Captura de tela do documentário investigativo da Al Jazeera, "Islamophobia Incorporated" [Youtube].

Durante seu discurso de posse no ano passado, o presidente dos EUA, Joe Biden, citou “um aumento no extremismo político, supremacia branca, terrorismo doméstico que devemos enfrentar e derrotaremos”. Falando à sombra da insurreição do Capitólio que ocorreu apenas duas semanas antes, Biden acrescentou que “restaurar a alma e garantir o futuro da América requer mais do que palavras”.

Não foi surpresa que ele tenha abordado essa questão, pois o objetivo dos manifestantes do Capitólio era derrubar os resultados da eleição e manter o ex-presidente Donald Trump no cargo a todo custo. Mas muitos se perguntaram se Biden realmente agiria e como seria essa resposta. Os EUA não têm estatuto de terrorismo doméstico – e as ferramentas existentes para processar o terrorismo local raramente se concentram na ameaça representada por extremistas brancos.

▶ [Dados]

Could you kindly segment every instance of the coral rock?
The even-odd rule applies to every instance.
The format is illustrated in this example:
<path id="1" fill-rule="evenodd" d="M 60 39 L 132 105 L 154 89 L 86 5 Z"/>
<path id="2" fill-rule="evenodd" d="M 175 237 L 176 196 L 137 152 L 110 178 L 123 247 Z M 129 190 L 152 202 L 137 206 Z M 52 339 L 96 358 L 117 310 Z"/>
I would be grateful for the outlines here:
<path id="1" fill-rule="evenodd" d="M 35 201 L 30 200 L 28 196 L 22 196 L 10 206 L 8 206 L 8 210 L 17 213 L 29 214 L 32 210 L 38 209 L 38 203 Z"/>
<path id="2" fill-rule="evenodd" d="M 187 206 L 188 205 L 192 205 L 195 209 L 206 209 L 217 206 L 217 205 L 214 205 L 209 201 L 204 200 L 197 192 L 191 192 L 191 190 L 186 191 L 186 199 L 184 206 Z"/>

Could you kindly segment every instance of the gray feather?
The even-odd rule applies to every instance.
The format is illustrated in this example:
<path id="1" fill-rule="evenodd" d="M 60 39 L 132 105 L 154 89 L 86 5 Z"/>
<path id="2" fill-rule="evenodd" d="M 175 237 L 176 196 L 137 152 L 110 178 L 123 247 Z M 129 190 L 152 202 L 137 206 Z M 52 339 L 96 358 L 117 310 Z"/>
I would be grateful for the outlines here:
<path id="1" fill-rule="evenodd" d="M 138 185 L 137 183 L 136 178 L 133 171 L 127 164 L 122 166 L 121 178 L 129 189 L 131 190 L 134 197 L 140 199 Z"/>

▶ [Problemas e tarefas]
[1] No texto sobre o discurso de posse de Joe Biden, quanto tempo antes desse discurso havia ocorrido a insurreição do Capitólio?
[2] Prossiga com o texto sobre o discurso de posse de Joe Biden a partir da última frase apresentada.

▶ [Respostas]
[1] Apenas duas semanas antes.

[2]
A violência extremista não pode mais ser varrida para debaixo do tapete desviando a atenção para a ameaça do chamado terrorismo islâmico

Em junho de 2021, o governo Biden lançou sua “Estratégia Nacional de Combate ao Terrorismo Doméstico”. Essa aparente priorização da questão ocorreu quando a violência da supremacia branca ocupava um lugar mais central na imaginação pública e no cenário político, tanto devido à insurreição do Capitólio quanto aos confrontos violentos em cidades de todo o país durante o governo Trump.

Uma mudança na cobertura da mídia certamente foi parte da explicação, mas esse novo foco de política também estava enraizado em uma realidade distintamente mutável. À medida que a retórica nacionalista branca ganhou força no discurso político dominante, a violência extremista não pode mais ser varrida para debaixo do tapete desviando a atenção para a ameaça do chamado terrorismo islâmico.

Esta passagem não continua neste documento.